In kasaai/gisadata: What the Package Does (One Line, Title Case)

knitr::opts_chunk$set(echo = TRUE, eval = FALSE)

Introduction

This document shows how to create run-off triangles from the GISA data.
It is assumed that the data itself (Auto Cat Report.zip, Auto Intro.zip, Auto Loss Development.zip, CLSP.zip) has already been downloaded since it is not uploaded on the git repo.
The main script needed for the process is generate_triangle_data.R located in the inst folder. The next session will describe each step in the script file.

generate_triangle_data.R

As proposed by Jacque the aggregated triangles will be produced on the following rules, based on Region and LoB:

Ontario (ON)
- TPL - BI
- AB - MR
- AB - DI
- CL
Alberta (AB)
- TPL - BI
- CL
Nova Scotia (NS)
- TPL-BI
- CL
Atlantic Canada combined (NS, NL, PE, NB)
- TPL-BI
- CL

Loading the required libraries

The libraries required for the analysis are:

library(gisadata) # can be installed with `remotes::install_github("kasaai/gisadata")`
library(fs)
library(tidyverse)

Extracted data:
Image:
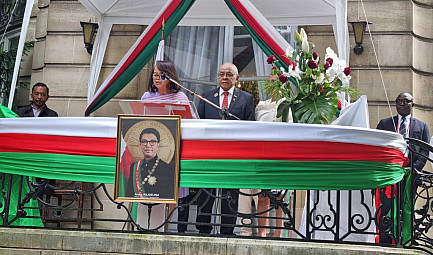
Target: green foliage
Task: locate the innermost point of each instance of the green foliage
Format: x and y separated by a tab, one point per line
309	88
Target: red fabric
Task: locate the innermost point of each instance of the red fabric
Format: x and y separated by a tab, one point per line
288	150
225	104
143	43
261	32
378	202
36	143
125	162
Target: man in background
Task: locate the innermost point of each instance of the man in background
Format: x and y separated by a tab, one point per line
38	107
407	126
240	104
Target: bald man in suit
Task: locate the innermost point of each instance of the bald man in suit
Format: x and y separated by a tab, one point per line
240	104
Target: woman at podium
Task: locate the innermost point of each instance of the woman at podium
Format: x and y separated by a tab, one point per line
163	90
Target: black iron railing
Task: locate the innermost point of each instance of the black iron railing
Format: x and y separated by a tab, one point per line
364	216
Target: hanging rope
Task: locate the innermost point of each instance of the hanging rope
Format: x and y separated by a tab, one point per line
377	61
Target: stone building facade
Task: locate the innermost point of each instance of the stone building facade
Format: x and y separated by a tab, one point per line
401	32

What to work on:
A. Name every zip file that the GISA triangle guide expects to have been downloaded already.
B. Carry on writing the GISA triangle guide from the point where it stops.
You can leave the rows aside; they play no part in this work.

Answers for the tasks:
A. Auto Cat Report.zip, Auto Intro.zip, Auto Loss Development.zip, CLSP.zip

B.
Let's suppose we have the 4 zip files downloaded in the gisa_data directory

dir_ls("gisa-data")
#> gisa-data/Auto Cat Report.zip       gisa-data/Auto Intro.zip            
#> gisa-data/Auto Loss Development.zip gisa-data/CLSP.zip

We can then extract the CSV files with the function gisa_unzip() in the gisadata package:

# By default, files are extracted to a temp directory, however it is possible to set the destination location with the function argument extract_dir = ...
extract_dir <- gisa_unzip("gisa-data")
dir_ls(extract_dir)
#> /var/folders/lm/wwpd13g55cz3wf0gn594b59w0000gn/T/RtmpCZoaQN/Auto Cat Report
#> /var/folders/lm/wwpd13g55cz3wf0gn594b59w0000gn/T/RtmpCZoaQN/Auto Intro
#> /var/folders/lm/wwpd13g55cz3wf0gn594b59w0000gn/T/RtmpCZoaQN/Auto Loss Development
#> /var/folders/lm/wwpd13g55cz3wf0gn594b59w0000gn/T/RtmpCZoaQN/CLSP

The function extract_dir extracts the CVS's and returns the path.
Now we can read and process the required tables:

data_auto <- extract_dir %>% 
  path("Auto Loss Development") %>% 
  gisa_process_auto_dev()

data_auto$`Loss development exhibit - Private Passenger - All Perils - AB` %>% 
  glimpse()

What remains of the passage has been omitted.